:: Provided information ::
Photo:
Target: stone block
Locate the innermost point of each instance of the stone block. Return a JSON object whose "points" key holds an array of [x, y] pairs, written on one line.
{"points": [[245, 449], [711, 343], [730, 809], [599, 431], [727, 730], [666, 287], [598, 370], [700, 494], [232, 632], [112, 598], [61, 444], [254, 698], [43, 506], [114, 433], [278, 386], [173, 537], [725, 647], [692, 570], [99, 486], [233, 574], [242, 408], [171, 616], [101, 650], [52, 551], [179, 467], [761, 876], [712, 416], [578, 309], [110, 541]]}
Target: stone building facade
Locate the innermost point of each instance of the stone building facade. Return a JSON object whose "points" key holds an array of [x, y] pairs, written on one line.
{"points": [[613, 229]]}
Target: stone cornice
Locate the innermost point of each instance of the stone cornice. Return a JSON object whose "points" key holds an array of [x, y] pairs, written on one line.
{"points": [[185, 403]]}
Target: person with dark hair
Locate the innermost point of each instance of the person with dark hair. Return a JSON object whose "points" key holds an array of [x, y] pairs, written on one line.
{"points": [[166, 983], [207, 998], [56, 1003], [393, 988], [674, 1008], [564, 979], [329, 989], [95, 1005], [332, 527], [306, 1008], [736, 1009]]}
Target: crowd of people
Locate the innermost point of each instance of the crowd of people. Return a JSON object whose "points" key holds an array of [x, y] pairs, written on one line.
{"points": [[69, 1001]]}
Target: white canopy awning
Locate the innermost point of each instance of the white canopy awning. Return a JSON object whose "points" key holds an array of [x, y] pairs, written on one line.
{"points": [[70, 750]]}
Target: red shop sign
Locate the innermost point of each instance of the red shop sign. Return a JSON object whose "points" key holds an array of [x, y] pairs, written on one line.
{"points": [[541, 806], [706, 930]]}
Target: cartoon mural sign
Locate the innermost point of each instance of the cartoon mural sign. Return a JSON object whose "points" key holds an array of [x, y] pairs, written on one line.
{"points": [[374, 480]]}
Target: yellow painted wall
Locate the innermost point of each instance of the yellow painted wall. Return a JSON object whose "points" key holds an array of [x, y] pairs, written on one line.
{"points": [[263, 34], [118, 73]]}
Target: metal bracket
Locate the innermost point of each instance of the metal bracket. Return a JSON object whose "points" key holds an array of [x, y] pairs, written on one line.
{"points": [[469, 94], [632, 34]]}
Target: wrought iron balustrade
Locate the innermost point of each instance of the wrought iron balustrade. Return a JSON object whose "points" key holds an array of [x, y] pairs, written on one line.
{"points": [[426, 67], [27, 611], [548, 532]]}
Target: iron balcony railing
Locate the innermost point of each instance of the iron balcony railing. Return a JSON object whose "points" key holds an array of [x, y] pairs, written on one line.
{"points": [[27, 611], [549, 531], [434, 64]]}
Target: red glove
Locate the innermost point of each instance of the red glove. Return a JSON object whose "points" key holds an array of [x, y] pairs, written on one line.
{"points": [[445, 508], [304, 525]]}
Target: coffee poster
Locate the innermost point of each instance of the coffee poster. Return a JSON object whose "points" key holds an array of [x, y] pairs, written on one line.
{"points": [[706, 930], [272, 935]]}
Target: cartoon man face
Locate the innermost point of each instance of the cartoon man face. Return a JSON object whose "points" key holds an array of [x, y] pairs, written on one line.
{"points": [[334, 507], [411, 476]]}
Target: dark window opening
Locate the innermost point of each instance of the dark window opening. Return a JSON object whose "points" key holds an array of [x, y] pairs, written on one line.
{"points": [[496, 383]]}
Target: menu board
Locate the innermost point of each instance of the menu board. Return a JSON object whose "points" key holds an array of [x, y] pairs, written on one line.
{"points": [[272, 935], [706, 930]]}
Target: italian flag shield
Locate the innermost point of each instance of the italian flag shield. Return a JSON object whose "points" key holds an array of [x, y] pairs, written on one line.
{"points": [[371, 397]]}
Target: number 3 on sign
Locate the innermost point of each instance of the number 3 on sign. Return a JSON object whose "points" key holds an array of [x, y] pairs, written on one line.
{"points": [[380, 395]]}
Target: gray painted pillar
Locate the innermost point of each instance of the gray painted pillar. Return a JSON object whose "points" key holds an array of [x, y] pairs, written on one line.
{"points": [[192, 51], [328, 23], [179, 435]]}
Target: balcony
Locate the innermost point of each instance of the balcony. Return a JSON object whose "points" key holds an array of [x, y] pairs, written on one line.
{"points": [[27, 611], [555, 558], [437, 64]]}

:: Your task ::
Once you find the line with "Target: cartoon mural sign" above, print it and every line after it up to and including the line with "Target: cartoon man face", exactly as written and nothing else.

:: Result for this exercise ::
Target: cartoon mural sign
Locate the innermost point of each instance of the cartoon mural sign. Return a JSON object whose "points" key holds an array of [x, y] pairs, written on one line.
{"points": [[374, 480]]}
Target: yellow painted wall
Locate the innermost point of each instance of the yellow painted wall. Return a JSON object whose "points" key holds an array of [x, y] pairs, written on one line.
{"points": [[263, 34], [118, 73]]}
Target: metal bracket
Locate the innermost point of each instance of the metal bracket. Return a JSON object whose "points" key holds an array of [x, y] pairs, written on one line.
{"points": [[469, 94], [632, 34]]}
Target: wrought iron balustrade
Locate the innermost point of each instance of the wrought iron balustrade. Return a JSON object whose "points" key holds an array of [x, y] pairs, written on one line.
{"points": [[426, 67], [27, 611], [548, 532]]}
Target: iron balcony railing
Locate the innermost point of each instance of the iron balcony railing. Return a JSON object whose "points" key holds an array of [x, y] pairs, written on one line.
{"points": [[27, 611], [549, 531], [434, 64]]}
Target: red glove
Locate the innermost point of each instance of the red glove. Return a JSON object whose "points" key holds an array of [x, y] pairs, written on one line.
{"points": [[445, 508], [304, 525]]}
Target: coffee poster
Locate the innermost point of each instance of the coffee poster. Return a JSON object whose "points" key holds an array of [x, y] pairs, written on one line.
{"points": [[706, 930], [272, 935]]}
Target: cartoon man face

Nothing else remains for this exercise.